Swap every "photo" in the listing for "image" and write the listing out again with nothing else changed. Leave the pictures out.
┏━━
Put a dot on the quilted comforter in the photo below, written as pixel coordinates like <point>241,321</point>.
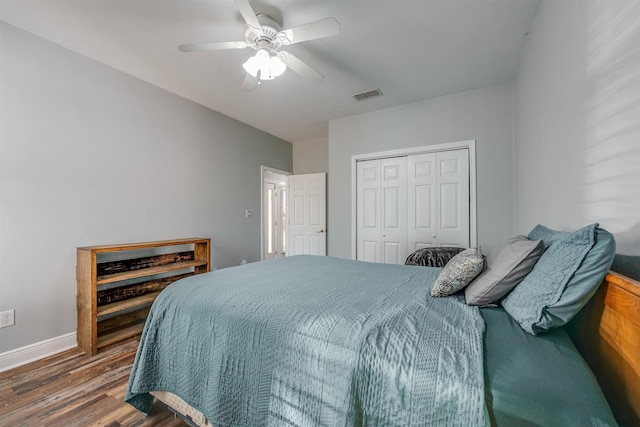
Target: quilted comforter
<point>314,341</point>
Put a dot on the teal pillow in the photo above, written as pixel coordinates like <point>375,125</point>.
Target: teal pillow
<point>564,278</point>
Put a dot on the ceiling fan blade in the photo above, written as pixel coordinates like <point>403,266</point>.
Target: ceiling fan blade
<point>248,14</point>
<point>199,47</point>
<point>250,82</point>
<point>313,30</point>
<point>299,67</point>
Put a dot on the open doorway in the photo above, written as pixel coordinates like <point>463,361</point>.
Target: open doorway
┗━━
** Written solution **
Put a dot on the quilted comforter in the image below, written as pixel coordinates like <point>241,321</point>.
Target: quilted comforter
<point>314,341</point>
Put a dot on the teal pillow in the image above, written as pixel coordinates like <point>375,125</point>.
Target: teal pillow
<point>564,278</point>
Put a dot on the ceiling fan blade in the image above, written as pixel coordinates like <point>403,266</point>.
Target: ceiling fan blade
<point>248,14</point>
<point>199,47</point>
<point>250,82</point>
<point>313,30</point>
<point>299,67</point>
Put a dot on the open doorway in the image above, written as pixel coordinates like <point>463,361</point>.
Target: open doorway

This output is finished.